#### Input:
----
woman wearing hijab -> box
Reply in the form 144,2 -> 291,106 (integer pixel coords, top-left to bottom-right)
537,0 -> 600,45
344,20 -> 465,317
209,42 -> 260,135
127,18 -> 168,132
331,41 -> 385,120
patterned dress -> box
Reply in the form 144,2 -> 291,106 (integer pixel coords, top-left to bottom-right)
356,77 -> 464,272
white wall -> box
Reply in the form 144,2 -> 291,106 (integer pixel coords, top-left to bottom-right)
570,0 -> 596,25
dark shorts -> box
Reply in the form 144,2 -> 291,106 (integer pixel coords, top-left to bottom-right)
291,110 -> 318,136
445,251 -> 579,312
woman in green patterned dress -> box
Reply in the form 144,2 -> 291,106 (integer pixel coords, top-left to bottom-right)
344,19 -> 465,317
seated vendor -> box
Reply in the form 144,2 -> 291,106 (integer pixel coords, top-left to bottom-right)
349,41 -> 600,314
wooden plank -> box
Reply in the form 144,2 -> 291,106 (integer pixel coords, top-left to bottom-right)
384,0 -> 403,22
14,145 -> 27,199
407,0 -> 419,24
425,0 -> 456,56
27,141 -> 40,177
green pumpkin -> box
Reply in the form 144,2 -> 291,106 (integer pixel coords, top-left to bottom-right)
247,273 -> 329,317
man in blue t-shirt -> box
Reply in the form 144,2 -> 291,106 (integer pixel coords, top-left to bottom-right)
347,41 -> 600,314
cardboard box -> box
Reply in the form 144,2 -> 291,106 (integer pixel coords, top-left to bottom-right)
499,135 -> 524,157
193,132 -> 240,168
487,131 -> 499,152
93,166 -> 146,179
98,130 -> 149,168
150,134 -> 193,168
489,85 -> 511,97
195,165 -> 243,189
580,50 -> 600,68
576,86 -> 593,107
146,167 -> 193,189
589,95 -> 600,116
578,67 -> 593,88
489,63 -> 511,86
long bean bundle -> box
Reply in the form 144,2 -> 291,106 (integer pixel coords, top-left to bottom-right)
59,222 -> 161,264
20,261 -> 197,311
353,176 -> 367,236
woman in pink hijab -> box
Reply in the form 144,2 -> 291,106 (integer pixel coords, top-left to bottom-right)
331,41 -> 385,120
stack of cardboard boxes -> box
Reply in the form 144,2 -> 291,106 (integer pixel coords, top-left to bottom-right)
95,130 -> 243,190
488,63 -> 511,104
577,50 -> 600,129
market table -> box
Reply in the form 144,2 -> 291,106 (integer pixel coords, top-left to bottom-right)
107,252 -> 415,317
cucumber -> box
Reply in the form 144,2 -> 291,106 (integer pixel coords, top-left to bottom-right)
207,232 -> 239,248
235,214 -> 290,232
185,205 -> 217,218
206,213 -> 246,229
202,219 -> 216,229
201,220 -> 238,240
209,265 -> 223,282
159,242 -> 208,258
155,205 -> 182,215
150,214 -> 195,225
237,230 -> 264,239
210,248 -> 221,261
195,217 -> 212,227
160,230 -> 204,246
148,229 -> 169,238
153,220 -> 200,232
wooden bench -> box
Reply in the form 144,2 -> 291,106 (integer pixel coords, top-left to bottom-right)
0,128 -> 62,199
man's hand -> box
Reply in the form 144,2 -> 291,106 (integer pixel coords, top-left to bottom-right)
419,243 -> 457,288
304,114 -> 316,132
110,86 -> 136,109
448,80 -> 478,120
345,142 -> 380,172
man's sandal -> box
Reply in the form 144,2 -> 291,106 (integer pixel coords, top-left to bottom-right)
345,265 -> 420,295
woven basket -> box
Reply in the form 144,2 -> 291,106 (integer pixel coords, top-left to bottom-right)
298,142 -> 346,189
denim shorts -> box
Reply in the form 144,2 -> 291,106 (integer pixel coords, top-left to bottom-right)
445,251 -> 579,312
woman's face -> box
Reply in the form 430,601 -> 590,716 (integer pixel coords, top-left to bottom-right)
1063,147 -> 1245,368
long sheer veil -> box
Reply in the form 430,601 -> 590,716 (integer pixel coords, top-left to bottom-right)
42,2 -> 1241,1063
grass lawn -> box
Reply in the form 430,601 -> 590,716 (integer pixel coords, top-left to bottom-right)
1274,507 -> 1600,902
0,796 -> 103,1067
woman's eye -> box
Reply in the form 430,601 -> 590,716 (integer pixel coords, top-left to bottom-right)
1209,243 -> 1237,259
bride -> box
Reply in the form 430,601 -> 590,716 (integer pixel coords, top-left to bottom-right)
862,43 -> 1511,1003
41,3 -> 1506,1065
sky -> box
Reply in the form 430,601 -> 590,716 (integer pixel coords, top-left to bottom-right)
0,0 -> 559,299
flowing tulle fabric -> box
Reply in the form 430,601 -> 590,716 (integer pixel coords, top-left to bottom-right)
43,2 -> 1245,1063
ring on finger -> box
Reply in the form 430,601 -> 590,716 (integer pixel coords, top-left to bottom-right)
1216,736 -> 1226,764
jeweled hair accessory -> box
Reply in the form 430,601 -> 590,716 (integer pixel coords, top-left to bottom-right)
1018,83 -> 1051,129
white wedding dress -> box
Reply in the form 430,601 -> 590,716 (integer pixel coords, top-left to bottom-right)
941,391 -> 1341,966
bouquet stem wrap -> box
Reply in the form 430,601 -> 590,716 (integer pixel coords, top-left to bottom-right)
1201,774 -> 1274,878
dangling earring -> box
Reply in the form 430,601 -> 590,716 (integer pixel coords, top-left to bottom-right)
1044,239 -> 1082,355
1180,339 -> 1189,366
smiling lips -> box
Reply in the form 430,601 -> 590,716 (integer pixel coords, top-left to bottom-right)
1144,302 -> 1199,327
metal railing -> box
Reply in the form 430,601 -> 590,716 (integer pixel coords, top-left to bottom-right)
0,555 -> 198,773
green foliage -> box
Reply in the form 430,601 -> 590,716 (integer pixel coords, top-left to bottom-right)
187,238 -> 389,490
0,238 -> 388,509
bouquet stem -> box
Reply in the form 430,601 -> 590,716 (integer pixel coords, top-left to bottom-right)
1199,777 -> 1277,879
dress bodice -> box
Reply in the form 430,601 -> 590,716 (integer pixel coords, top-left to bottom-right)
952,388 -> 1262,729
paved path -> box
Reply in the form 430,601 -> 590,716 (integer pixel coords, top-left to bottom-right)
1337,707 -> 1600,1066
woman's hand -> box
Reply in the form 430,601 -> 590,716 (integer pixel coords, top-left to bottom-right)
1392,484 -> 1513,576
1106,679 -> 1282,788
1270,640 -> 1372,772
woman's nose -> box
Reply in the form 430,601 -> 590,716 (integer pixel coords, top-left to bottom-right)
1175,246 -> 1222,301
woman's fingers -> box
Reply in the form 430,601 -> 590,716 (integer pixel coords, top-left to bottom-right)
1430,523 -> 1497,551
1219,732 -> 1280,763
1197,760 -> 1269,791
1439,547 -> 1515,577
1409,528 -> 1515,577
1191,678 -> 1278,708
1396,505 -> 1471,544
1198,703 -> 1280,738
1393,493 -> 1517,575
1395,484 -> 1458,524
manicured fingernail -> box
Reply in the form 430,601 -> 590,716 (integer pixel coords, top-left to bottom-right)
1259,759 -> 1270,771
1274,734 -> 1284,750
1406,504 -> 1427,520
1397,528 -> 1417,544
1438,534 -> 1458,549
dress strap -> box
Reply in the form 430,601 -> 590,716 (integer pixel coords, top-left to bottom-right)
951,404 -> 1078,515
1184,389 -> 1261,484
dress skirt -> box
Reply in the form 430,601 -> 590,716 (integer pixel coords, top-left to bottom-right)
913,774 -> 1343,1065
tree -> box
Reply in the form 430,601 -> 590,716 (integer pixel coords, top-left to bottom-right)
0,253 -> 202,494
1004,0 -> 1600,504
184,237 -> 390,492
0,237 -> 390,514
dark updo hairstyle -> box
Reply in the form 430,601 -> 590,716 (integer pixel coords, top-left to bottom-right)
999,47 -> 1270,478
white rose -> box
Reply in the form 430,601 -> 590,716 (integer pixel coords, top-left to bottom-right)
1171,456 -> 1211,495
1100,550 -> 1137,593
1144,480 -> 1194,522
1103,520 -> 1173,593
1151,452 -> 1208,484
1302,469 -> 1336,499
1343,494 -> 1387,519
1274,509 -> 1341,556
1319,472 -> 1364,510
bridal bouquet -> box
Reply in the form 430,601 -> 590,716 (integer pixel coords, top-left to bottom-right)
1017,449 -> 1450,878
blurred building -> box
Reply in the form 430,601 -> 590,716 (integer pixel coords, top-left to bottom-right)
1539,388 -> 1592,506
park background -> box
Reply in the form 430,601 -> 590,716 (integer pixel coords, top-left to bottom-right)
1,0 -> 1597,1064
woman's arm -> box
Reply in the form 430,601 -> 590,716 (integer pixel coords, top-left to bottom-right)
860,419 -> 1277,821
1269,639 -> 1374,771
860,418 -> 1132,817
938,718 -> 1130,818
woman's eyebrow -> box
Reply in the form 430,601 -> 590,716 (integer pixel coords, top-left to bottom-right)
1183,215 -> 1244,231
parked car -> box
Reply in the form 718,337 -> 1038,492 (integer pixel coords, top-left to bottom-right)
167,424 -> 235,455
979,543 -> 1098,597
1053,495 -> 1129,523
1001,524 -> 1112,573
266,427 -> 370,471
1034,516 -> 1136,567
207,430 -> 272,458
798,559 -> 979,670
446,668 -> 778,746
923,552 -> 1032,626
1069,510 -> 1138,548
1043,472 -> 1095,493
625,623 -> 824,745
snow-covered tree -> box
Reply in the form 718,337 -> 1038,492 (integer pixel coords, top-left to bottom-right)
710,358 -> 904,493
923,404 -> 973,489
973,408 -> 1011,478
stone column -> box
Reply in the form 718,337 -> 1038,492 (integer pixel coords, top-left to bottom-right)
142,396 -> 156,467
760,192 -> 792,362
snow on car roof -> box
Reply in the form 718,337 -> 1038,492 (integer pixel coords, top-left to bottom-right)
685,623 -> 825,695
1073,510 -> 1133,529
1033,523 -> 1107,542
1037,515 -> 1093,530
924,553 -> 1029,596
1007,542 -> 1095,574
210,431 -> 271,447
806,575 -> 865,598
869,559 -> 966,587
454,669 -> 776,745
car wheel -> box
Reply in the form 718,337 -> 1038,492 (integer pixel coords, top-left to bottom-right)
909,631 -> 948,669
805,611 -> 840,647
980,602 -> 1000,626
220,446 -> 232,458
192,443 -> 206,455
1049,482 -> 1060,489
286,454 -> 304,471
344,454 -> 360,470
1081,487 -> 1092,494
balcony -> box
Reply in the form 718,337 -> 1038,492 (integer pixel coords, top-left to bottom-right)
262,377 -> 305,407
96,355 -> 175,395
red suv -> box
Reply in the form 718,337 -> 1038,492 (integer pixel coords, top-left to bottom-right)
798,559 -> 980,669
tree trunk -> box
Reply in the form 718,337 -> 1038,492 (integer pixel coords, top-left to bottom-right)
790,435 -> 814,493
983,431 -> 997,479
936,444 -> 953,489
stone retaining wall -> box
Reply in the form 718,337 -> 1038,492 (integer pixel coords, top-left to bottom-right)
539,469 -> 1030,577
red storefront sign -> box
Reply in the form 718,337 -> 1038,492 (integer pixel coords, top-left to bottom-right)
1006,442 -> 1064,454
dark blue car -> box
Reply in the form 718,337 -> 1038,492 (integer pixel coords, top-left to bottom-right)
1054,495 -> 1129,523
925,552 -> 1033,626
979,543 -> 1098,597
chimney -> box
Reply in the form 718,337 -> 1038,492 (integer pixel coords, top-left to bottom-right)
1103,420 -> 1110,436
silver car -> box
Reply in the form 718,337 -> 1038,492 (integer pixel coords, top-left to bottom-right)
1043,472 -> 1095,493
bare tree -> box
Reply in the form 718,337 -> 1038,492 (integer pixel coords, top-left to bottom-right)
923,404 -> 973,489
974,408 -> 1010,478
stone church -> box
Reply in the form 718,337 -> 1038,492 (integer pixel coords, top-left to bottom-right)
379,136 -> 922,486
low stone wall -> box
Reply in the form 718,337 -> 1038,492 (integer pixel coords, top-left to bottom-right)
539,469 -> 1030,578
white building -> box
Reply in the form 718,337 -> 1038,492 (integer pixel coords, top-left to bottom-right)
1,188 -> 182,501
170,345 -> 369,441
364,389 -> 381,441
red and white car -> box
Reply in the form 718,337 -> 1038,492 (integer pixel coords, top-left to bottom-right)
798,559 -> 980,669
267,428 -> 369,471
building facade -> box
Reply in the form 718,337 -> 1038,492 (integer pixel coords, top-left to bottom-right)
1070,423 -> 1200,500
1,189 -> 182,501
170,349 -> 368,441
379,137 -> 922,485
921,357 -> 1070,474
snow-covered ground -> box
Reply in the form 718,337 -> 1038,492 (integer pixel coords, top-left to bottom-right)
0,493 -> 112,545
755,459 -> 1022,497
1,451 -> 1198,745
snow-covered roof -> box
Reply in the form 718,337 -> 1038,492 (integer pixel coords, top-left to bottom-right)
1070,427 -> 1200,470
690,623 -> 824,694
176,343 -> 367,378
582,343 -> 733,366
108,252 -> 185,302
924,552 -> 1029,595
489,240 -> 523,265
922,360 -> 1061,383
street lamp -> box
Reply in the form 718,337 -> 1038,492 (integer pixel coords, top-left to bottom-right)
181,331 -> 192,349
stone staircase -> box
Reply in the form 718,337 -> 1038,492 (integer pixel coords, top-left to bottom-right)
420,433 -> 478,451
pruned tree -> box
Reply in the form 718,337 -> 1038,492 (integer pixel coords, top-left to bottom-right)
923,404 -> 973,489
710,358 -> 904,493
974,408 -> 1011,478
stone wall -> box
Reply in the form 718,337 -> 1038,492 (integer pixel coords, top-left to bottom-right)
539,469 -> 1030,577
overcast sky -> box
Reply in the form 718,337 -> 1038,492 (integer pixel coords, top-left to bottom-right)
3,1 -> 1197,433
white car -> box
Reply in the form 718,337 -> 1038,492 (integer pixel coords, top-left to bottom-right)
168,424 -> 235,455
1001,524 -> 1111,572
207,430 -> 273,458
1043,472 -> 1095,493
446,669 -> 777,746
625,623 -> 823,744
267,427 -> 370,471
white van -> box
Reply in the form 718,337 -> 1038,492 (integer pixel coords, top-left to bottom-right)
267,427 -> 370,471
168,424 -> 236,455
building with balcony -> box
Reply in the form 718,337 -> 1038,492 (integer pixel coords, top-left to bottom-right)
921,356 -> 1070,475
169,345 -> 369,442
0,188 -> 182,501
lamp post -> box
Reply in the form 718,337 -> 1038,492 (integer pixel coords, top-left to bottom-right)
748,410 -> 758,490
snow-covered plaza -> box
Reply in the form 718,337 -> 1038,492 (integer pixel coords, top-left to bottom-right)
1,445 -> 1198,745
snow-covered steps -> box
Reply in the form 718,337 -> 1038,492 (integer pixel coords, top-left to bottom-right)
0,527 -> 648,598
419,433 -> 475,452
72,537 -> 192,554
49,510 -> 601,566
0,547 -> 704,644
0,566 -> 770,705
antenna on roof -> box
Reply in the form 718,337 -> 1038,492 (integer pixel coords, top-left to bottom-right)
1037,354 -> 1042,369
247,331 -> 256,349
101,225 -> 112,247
----
#### Task:
Isolate the lines above that contain the word "dark" and copy them.

#### Written answer:
dark shorts -> box
dark updo hairstyle -> box
dark blue car -> box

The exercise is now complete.